[start RECORD EXCERPTS]

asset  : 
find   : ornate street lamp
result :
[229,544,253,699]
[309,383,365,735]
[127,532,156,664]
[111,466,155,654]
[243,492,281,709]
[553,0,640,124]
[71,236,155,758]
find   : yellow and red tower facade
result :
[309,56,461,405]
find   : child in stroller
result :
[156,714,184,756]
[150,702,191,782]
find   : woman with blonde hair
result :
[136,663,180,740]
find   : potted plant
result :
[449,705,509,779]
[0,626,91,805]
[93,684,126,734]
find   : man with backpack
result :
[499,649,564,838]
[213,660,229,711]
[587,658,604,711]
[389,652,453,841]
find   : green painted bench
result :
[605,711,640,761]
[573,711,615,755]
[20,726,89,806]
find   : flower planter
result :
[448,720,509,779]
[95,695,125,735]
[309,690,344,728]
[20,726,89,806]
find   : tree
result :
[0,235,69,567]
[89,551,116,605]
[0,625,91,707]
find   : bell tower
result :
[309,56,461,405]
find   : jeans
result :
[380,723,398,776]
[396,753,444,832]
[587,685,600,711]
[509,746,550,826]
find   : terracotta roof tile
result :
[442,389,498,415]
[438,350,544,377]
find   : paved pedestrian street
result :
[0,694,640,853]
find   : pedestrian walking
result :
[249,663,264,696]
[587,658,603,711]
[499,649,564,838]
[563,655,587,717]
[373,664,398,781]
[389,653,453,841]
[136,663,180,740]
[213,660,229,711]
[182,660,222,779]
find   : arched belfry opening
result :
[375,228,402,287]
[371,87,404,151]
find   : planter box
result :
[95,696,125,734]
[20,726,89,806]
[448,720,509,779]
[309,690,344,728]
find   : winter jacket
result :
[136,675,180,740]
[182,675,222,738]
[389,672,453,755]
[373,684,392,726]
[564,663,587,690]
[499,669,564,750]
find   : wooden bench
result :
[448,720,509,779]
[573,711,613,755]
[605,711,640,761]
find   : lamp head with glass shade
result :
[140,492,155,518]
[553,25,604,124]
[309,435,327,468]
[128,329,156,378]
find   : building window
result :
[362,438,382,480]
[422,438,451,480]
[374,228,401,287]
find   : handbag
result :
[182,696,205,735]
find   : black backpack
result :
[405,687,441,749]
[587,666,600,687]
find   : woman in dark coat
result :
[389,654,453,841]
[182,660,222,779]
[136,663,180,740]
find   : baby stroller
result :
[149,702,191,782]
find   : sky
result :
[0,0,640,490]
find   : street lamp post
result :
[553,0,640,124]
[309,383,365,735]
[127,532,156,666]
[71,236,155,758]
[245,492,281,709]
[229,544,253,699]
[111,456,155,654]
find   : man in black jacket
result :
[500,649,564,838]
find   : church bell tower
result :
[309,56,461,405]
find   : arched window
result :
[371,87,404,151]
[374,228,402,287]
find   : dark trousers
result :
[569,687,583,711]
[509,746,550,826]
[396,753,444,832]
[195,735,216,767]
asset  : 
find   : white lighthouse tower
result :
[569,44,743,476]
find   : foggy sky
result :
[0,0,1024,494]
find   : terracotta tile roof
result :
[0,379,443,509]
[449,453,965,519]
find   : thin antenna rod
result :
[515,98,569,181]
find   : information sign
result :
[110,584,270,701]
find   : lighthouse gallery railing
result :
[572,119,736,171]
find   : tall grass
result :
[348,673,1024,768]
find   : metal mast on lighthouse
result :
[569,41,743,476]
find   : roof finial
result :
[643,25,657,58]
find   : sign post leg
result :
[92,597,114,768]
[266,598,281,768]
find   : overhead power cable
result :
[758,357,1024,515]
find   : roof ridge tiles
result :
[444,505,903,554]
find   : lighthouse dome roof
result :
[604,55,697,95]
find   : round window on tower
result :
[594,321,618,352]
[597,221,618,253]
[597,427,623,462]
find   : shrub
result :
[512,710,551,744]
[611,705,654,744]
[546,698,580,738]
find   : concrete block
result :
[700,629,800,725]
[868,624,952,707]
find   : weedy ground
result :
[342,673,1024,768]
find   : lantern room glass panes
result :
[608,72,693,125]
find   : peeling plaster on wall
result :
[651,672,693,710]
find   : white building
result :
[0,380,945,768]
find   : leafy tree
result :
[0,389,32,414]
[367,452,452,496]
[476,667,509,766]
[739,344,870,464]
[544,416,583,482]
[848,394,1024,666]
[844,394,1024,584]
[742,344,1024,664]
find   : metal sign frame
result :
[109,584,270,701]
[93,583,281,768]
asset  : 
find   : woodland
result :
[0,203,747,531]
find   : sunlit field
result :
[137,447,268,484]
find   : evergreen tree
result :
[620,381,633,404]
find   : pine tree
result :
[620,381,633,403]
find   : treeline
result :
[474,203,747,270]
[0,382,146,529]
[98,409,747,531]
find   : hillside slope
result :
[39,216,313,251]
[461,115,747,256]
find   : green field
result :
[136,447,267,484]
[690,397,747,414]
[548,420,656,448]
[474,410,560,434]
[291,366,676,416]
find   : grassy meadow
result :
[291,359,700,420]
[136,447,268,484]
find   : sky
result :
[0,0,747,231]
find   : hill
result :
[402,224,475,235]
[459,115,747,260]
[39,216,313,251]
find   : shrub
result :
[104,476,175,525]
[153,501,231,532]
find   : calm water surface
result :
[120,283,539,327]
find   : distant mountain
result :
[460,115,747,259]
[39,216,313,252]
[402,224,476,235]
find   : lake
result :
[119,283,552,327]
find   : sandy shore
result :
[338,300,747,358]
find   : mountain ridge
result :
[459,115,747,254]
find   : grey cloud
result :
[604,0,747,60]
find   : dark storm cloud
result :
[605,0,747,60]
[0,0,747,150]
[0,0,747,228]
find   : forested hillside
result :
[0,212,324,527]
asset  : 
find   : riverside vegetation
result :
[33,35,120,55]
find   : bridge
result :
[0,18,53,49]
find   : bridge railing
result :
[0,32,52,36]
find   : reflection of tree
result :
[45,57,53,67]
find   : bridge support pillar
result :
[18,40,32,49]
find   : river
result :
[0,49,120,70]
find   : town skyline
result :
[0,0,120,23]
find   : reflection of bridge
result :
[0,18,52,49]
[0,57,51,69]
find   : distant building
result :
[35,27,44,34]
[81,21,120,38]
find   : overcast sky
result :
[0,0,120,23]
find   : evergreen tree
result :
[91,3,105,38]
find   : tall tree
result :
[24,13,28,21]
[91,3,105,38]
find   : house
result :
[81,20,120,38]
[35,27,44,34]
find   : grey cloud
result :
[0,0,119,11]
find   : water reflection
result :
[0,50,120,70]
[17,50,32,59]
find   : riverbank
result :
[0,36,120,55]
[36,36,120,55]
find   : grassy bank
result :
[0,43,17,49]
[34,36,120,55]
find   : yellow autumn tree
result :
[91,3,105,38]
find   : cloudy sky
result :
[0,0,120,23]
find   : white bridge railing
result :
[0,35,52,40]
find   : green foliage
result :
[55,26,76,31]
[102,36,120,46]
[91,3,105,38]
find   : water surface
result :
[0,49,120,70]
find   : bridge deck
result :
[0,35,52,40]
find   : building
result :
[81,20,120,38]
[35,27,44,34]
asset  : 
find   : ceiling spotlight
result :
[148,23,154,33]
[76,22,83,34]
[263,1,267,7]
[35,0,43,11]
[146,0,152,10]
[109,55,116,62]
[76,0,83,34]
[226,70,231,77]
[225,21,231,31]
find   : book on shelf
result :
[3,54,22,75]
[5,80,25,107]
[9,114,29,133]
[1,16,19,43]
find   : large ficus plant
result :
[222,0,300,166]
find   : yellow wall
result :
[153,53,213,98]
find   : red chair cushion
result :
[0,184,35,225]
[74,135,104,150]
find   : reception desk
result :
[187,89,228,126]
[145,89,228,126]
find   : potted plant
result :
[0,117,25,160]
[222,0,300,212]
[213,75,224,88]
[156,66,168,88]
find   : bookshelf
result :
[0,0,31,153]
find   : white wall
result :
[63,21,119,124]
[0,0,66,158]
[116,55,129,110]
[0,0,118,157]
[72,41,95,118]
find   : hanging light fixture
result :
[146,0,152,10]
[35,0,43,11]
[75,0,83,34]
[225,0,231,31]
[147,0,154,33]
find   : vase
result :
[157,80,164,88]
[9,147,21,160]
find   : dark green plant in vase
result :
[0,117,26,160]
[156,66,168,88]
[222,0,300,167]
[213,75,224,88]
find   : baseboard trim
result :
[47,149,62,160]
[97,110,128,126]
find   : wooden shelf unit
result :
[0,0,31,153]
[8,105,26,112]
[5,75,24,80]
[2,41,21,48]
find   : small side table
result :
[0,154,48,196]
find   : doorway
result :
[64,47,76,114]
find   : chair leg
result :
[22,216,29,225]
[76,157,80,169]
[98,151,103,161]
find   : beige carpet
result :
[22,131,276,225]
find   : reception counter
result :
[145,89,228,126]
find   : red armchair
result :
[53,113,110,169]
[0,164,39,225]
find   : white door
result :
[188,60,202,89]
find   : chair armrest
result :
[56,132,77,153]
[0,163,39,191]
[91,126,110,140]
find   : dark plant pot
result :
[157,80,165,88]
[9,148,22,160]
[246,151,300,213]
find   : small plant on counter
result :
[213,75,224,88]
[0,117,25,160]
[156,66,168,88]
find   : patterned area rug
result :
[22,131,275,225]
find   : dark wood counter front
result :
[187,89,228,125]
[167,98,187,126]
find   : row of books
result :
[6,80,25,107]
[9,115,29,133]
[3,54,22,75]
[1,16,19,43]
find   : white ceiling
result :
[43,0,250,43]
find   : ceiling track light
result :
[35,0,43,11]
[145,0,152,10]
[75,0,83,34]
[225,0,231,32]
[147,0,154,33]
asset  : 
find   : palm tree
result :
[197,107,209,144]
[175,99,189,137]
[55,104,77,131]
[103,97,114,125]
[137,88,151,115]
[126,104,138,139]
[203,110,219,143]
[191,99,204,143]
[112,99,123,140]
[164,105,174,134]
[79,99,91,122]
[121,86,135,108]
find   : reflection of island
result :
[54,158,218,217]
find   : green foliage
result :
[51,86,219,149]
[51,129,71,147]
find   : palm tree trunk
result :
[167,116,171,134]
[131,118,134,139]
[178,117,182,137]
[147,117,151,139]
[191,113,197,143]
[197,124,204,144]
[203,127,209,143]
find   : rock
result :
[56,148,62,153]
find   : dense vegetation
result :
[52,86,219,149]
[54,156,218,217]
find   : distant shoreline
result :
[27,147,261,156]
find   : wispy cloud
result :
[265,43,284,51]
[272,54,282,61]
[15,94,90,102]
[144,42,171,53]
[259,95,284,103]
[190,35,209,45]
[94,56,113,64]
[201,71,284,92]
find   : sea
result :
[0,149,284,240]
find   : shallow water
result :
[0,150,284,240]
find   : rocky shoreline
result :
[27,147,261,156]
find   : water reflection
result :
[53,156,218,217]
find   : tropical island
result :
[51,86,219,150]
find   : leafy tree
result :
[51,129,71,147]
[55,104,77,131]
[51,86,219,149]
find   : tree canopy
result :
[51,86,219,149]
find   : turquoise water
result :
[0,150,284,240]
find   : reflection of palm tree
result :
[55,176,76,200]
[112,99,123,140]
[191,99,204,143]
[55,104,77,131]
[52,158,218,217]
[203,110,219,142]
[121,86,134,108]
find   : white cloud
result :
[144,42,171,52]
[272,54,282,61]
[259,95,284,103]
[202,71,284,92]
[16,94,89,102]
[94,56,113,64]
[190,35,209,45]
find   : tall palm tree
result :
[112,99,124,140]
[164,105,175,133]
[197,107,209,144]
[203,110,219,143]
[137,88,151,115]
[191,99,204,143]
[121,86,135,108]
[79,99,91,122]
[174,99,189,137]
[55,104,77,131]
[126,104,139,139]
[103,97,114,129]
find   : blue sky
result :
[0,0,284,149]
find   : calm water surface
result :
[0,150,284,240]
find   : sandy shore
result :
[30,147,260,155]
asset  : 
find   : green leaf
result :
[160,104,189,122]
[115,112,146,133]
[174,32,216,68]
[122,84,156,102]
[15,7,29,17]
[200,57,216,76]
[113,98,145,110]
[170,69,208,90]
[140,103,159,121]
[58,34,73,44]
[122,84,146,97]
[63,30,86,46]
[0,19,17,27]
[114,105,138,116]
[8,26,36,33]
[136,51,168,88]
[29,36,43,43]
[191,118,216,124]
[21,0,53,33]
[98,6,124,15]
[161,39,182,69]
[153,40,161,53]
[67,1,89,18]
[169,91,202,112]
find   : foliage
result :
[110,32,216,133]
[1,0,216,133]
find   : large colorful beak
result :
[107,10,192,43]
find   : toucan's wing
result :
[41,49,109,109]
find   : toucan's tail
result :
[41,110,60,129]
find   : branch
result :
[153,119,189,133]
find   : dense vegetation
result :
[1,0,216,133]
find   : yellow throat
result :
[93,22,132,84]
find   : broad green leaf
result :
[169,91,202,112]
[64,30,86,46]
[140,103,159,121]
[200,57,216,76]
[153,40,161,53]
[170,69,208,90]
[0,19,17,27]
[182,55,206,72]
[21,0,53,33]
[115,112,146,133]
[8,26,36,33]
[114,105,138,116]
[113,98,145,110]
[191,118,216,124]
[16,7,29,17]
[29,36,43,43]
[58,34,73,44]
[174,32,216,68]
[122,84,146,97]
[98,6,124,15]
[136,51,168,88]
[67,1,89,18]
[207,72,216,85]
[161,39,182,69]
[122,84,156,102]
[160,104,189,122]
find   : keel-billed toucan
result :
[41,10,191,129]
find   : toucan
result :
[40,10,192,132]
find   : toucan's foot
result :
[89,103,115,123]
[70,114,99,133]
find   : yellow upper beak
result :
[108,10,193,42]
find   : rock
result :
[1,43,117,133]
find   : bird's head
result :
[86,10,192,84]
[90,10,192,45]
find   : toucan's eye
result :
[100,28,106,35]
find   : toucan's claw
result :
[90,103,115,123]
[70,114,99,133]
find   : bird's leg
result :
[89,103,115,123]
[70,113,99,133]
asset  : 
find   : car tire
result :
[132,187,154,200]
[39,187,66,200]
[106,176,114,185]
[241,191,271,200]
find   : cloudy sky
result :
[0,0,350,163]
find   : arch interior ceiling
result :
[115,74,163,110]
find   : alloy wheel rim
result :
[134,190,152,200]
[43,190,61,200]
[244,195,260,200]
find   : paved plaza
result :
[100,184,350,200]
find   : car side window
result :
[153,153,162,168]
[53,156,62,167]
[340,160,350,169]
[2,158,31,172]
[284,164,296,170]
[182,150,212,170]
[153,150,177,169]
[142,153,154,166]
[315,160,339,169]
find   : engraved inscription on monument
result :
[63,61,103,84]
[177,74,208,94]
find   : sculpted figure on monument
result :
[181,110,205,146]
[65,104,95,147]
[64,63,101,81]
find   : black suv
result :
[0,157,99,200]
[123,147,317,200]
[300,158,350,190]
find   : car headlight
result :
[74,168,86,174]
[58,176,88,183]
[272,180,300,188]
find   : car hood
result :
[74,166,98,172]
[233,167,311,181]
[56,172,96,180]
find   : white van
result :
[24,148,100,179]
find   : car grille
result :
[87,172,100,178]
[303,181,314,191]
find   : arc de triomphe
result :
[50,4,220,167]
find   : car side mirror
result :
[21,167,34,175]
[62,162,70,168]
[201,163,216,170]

[end RECORD EXCERPTS]

**BRIEF**:
Edit the lines running from the one containing "palm tree trunk" down to the one containing "[53,156,218,217]", replacing "wispy cloud" with "thin cloud" and leaving everything else as it is. Return only those lines.

**RESULT FOR THIS TASK**:
find   : palm tree trunk
result :
[167,116,171,134]
[131,118,134,139]
[178,117,182,137]
[147,117,151,139]
[191,113,197,143]
[197,124,204,144]
[203,127,209,143]
find   : rock
result :
[56,148,62,153]
find   : dense vegetation
result :
[52,86,219,149]
[54,156,218,217]
find   : distant shoreline
result :
[27,147,261,156]
find   : thin cloud
result :
[265,43,284,51]
[272,54,282,61]
[15,94,90,102]
[144,42,171,53]
[259,95,284,103]
[190,35,209,45]
[94,56,113,64]
[201,71,284,92]
find   : sea
result :
[0,149,284,240]
find   : shallow water
result :
[0,150,284,240]
find   : rocky shoreline
result :
[27,147,261,156]
find   : water reflection
result :
[53,156,218,217]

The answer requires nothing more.